* [EXERCISE OBJECTIVE] Scale the listing below by writing out all of its lines again, requests included, with every x and y coordinate in the answers multiplied by 2.45 and rounded to the nearest whole number, halves rounded up. Leave the pictures out of your reply.
## BEGIN RECORDS SUPPLIED
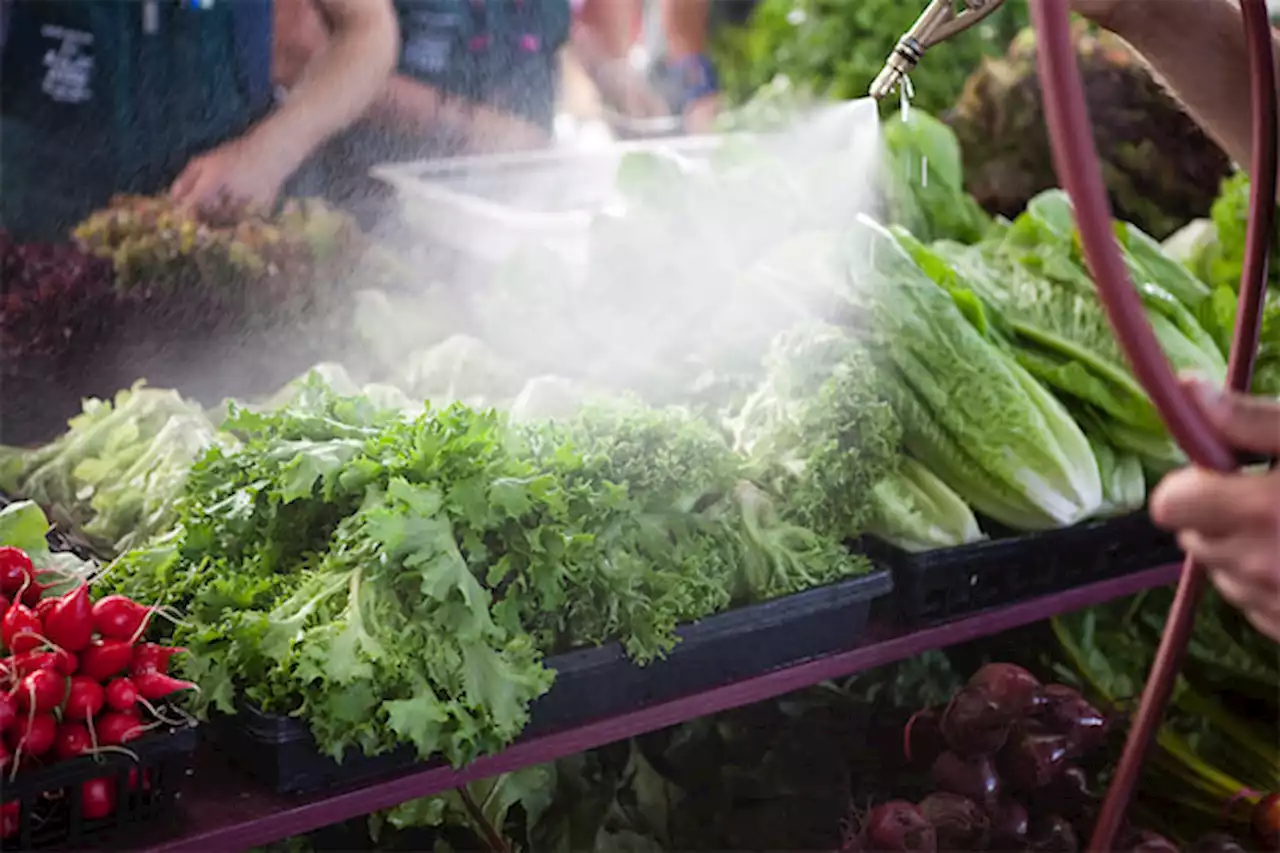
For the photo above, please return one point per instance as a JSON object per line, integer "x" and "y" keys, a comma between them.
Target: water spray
{"x": 1079, "y": 173}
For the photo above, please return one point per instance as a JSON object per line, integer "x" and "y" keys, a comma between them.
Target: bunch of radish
{"x": 77, "y": 679}
{"x": 1008, "y": 758}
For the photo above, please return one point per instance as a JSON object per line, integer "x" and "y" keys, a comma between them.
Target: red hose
{"x": 1077, "y": 162}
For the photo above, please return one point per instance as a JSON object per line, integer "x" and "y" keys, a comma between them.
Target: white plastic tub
{"x": 489, "y": 206}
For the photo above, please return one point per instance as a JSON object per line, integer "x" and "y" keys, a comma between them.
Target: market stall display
{"x": 90, "y": 740}
{"x": 781, "y": 451}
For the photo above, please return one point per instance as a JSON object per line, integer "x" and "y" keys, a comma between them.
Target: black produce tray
{"x": 590, "y": 683}
{"x": 937, "y": 585}
{"x": 49, "y": 798}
## END RECORDS SUPPLIED
* [SOLUTION FOR THIS EXERCISE]
For the photo above, please return one point per instance as a JSON object per line, integer "x" and "y" keys, a comma between them.
Target: water spray
{"x": 2644, "y": 424}
For the photo above, please return one point per instance as a JSON object per line, integer "x" and "y" keys, a comma between them.
Target: bunch of radish
{"x": 189, "y": 1664}
{"x": 2470, "y": 1857}
For the photo above, please return one point per instance as a JSON object per line, integer "x" and "y" keys, a comma between them.
Target: red hose
{"x": 2639, "y": 397}
For the photo above, please return one point per instance as a JSON object per line, integer "x" and "y" keys, a comma between them.
Target: white plastic tub
{"x": 1198, "y": 505}
For the photo above, please return one point per instance as a JSON object per line, integer "x" and "y" keys, a comma between them.
Target: market stall display
{"x": 221, "y": 1813}
{"x": 1913, "y": 1105}
For the photo above, please return one point per instance as a JSON object per line, integer "x" and "y" keys, a comma between them.
Target: black produce tray
{"x": 1446, "y": 1673}
{"x": 2296, "y": 1433}
{"x": 120, "y": 1955}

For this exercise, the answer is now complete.